Reproduce only the lines from the line containing "grab the sunlit" to the end of the entries below, including both of those lines.

BEGIN Input material

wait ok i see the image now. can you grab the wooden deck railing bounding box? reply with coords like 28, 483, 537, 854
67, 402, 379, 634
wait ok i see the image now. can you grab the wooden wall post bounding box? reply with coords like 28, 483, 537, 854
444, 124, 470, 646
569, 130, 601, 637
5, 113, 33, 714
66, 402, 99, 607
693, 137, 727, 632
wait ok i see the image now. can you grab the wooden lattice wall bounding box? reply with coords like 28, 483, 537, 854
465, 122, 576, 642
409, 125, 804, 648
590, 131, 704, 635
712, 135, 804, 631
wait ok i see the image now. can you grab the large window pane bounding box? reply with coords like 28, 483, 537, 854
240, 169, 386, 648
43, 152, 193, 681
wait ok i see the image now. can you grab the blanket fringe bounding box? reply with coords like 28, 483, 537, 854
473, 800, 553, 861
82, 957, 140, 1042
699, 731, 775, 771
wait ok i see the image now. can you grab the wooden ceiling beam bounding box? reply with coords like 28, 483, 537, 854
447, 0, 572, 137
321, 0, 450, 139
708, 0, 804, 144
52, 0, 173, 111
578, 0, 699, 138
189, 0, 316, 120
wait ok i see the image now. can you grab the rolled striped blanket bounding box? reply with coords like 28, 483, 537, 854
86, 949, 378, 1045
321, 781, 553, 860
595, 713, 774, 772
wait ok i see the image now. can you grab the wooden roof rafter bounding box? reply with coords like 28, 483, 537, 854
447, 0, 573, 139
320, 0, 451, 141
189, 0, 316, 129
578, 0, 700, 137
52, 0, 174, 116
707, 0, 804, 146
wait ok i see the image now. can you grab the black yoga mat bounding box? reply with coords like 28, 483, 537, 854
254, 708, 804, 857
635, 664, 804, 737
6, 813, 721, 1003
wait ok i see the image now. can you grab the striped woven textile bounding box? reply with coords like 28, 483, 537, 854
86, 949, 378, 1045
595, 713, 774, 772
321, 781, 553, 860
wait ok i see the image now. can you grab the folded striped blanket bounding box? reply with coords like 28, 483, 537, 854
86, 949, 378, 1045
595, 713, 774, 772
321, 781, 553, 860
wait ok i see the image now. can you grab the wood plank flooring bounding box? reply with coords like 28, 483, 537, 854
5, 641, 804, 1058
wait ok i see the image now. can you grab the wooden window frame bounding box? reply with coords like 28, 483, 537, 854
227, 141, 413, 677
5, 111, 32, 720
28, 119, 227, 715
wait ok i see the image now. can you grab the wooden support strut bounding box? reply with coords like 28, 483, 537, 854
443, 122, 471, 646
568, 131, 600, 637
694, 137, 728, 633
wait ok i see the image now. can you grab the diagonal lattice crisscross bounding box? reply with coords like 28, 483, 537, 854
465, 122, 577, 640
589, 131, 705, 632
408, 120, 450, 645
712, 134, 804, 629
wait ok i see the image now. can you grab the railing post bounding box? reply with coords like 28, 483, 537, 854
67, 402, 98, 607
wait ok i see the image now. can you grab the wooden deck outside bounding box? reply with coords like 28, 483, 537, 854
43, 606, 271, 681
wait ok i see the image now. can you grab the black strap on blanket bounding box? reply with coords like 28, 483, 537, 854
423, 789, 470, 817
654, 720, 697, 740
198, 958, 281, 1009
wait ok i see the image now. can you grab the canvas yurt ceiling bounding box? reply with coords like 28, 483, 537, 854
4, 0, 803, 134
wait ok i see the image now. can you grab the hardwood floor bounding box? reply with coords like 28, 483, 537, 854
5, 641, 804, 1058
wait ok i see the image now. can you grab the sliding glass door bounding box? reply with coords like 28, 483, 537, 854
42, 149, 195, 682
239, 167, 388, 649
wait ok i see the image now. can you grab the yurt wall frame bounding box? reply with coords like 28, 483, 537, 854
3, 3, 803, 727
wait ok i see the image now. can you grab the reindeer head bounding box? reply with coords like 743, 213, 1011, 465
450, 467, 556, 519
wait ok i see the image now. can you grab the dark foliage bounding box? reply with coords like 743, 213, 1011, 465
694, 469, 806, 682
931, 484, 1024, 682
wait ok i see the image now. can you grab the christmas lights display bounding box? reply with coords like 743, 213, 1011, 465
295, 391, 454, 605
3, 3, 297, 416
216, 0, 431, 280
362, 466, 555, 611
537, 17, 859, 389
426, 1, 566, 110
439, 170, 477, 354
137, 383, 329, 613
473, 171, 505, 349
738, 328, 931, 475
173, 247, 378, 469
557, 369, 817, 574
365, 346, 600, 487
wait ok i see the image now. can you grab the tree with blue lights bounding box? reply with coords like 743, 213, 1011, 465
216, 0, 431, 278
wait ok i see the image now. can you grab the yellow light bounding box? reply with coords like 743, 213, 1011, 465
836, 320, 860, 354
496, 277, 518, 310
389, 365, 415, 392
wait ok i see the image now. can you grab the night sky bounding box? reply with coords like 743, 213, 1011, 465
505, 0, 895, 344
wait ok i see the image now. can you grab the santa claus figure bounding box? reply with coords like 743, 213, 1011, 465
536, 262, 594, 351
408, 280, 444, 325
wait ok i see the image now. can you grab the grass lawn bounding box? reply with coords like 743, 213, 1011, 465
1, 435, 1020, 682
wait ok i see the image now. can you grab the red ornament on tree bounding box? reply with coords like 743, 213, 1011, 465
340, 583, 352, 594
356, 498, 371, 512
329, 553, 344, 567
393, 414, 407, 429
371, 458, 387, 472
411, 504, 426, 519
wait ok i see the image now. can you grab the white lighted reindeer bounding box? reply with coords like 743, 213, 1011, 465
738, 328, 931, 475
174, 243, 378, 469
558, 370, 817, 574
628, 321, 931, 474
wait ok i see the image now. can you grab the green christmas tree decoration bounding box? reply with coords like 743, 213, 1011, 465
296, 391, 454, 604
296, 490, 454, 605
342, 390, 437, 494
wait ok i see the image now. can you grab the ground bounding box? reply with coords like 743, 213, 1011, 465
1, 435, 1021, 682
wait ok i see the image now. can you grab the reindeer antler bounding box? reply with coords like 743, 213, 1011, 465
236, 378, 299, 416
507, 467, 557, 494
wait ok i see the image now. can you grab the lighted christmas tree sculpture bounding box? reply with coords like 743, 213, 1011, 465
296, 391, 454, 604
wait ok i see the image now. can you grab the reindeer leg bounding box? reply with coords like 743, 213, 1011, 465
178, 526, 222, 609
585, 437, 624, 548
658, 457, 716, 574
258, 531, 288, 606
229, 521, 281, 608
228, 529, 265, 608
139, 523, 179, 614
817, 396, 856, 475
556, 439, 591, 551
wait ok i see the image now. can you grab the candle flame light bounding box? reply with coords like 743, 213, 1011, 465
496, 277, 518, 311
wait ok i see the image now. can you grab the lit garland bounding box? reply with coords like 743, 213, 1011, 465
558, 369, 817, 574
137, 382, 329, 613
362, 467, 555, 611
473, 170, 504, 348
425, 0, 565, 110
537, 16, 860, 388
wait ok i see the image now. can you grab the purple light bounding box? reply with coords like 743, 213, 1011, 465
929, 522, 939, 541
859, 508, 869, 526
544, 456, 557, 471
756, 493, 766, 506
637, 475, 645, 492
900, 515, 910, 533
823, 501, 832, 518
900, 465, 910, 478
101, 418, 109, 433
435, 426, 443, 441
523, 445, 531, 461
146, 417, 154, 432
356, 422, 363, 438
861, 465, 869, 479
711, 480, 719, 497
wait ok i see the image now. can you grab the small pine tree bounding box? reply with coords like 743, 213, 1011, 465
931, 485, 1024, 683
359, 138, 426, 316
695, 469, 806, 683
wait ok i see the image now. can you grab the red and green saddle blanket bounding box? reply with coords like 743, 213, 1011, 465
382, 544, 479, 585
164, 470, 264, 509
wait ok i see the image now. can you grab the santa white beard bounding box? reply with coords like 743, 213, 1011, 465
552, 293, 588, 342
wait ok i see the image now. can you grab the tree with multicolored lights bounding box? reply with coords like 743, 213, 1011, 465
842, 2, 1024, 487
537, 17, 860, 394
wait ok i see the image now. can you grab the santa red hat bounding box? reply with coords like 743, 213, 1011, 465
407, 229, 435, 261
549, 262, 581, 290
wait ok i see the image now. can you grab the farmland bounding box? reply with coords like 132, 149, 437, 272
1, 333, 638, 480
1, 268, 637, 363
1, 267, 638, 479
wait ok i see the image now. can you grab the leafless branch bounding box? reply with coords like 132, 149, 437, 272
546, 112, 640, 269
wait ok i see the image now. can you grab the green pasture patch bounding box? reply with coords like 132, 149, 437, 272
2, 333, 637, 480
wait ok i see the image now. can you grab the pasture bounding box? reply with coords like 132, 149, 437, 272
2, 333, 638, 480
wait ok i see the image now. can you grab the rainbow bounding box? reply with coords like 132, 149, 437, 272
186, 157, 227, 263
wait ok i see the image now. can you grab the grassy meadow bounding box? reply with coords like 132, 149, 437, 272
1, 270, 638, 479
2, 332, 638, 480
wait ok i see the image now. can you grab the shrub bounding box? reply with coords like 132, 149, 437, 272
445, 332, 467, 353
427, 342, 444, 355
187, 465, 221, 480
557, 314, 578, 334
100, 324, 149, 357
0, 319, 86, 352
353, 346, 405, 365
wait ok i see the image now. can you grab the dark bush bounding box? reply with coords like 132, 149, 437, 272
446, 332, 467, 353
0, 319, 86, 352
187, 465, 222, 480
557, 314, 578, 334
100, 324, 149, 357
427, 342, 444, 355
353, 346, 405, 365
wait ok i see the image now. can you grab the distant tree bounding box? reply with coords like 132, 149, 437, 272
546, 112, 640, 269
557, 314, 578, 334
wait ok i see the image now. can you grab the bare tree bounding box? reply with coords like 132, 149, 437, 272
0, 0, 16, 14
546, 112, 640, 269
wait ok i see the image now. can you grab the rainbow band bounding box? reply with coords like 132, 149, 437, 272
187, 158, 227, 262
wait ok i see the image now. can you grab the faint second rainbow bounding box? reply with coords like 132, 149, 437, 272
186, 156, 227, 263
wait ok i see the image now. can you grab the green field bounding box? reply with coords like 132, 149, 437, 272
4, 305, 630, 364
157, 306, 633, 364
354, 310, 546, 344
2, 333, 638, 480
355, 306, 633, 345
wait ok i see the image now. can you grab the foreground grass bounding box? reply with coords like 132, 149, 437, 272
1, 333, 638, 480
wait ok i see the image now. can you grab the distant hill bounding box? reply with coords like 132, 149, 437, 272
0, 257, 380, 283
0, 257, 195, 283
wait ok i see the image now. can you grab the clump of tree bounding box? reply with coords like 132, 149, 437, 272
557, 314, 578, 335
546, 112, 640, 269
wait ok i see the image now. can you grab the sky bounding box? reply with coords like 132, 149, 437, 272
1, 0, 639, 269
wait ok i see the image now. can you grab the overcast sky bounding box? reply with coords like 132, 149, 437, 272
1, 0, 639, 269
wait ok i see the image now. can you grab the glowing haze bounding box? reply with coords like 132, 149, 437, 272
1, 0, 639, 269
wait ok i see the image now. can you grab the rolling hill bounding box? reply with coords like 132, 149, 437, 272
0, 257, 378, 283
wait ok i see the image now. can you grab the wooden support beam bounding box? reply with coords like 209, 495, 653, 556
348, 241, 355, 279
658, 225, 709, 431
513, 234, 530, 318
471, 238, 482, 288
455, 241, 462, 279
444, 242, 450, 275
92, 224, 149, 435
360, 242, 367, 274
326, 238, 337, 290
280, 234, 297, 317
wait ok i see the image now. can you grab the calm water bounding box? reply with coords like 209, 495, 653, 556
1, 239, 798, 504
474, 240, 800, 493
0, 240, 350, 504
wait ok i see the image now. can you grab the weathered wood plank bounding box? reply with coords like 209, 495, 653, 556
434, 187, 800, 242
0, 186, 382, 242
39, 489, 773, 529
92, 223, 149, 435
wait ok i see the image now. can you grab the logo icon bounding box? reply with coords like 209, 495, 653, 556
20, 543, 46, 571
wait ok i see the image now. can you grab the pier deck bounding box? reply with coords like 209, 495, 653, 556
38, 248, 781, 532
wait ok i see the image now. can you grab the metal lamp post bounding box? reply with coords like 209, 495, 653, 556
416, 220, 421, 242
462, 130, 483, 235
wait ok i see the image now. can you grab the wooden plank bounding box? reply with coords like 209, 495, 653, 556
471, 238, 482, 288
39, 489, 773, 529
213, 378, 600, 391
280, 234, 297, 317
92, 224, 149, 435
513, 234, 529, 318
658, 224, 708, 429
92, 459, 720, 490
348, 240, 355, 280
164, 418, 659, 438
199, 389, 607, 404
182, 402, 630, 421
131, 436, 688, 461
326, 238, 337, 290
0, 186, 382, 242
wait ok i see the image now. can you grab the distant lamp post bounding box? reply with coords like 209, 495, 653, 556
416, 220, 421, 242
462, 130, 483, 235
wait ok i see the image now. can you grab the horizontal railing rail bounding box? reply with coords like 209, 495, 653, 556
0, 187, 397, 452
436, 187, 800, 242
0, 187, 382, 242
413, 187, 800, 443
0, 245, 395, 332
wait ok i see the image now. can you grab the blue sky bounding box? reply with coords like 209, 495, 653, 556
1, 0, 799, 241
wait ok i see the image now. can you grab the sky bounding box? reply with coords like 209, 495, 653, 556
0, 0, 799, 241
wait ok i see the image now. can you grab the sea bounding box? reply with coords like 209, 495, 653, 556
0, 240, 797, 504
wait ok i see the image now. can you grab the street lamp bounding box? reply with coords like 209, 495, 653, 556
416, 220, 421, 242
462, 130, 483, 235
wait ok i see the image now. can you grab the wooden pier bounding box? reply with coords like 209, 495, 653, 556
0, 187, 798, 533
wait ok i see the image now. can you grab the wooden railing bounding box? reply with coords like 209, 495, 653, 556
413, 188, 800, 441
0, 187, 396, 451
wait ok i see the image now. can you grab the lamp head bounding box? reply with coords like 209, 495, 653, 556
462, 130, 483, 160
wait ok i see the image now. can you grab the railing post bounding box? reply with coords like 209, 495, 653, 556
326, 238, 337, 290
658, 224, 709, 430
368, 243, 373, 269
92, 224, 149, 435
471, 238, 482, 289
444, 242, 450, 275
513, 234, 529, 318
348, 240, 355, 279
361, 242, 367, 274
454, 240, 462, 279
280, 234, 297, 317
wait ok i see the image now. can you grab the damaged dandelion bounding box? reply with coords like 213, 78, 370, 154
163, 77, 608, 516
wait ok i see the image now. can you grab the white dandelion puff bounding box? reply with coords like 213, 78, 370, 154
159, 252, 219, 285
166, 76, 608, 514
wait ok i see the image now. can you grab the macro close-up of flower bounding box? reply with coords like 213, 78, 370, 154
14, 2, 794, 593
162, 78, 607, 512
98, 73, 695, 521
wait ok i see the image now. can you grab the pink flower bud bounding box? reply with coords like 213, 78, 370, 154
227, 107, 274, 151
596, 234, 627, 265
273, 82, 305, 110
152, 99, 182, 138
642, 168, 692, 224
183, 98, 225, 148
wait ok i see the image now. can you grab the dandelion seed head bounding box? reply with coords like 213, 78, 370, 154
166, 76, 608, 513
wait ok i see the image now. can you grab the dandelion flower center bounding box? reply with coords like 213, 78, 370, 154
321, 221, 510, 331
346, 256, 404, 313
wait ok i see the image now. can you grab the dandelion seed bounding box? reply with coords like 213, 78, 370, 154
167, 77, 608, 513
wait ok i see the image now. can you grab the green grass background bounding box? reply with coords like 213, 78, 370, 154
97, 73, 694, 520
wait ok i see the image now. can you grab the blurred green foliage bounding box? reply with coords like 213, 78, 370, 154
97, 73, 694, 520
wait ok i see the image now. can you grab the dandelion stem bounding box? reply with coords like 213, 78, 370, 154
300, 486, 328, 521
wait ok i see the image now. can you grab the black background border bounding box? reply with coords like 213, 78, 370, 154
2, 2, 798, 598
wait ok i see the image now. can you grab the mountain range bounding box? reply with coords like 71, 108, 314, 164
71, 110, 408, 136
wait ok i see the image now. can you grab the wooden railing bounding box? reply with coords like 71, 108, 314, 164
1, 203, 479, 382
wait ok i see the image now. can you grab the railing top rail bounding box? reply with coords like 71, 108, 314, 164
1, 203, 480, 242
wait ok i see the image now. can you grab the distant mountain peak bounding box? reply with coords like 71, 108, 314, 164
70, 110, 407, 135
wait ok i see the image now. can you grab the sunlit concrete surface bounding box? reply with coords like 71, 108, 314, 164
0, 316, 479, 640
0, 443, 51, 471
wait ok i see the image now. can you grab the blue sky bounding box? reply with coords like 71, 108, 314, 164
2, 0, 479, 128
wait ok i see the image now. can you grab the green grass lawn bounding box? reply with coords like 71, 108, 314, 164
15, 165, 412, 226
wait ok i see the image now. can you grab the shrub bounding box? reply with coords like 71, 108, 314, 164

END Input material

* [Response area]
wait ok i see the image now. can you grab the sunlit concrete surface bounding box? reply with coords like 71, 108, 314, 164
0, 316, 479, 640
0, 443, 51, 471
wait ok i see the image now. can you grab the blue sky bounding box? reply with coords like 71, 108, 314, 164
2, 0, 479, 128
wait ok i see the image now. can you grab the green grass lawn bounding box? reply with coords like 71, 108, 314, 164
15, 165, 412, 226
wait ok i see the image now. can you grab the shrub bounding box? reply with coords like 71, 108, 314, 164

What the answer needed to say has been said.